» **EXERCISE DETAILS**
Rewrite every line of the items below as a numbered list, leaving out the blank lines.

» **RECORD LIST**
____________
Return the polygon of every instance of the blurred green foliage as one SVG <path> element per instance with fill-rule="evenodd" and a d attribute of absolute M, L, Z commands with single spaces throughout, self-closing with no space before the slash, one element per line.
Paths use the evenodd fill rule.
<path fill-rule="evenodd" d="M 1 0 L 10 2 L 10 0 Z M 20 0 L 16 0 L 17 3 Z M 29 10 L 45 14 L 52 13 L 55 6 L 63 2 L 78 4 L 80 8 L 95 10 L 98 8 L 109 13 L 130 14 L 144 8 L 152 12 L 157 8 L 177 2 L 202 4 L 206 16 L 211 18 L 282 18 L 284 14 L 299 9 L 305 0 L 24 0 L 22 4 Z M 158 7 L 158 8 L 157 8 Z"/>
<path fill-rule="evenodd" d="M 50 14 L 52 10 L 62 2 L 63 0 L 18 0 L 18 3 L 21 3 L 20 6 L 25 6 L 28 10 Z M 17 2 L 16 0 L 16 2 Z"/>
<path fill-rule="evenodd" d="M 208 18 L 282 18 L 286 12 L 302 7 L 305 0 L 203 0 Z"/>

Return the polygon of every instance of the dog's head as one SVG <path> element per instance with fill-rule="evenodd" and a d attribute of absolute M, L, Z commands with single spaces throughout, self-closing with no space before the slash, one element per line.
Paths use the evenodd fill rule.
____________
» **RESULT**
1. Return the polygon of every instance of the blurred green foliage as one SVG <path> element per instance with fill-rule="evenodd" and a d attribute of absolute M, L, Z commands with single spaces throughout, self-closing with no space before the slash, one element per line.
2. Paths use the evenodd fill rule.
3. <path fill-rule="evenodd" d="M 1 0 L 10 2 L 10 0 Z M 20 0 L 16 0 L 17 3 Z M 29 10 L 45 14 L 52 13 L 55 6 L 63 2 L 78 4 L 80 8 L 95 10 L 98 8 L 109 13 L 130 14 L 144 8 L 152 12 L 157 8 L 177 2 L 202 4 L 206 16 L 211 18 L 282 18 L 284 14 L 299 9 L 305 0 L 24 0 L 22 4 Z M 158 7 L 158 8 L 157 8 Z"/>
4. <path fill-rule="evenodd" d="M 50 14 L 52 10 L 62 2 L 63 0 L 18 0 L 18 3 L 21 3 L 20 6 L 25 6 L 28 10 Z M 17 2 L 16 0 L 16 2 Z"/>
5. <path fill-rule="evenodd" d="M 208 18 L 282 18 L 286 12 L 302 7 L 305 0 L 203 0 Z"/>
6. Return the polygon of every instance of the dog's head as one SVG <path> element per instance with fill-rule="evenodd" and a d attribute of absolute M, L, Z commands with single spaces throughout, self-closing with no space before the slash, one element per line.
7. Paths use the evenodd fill rule.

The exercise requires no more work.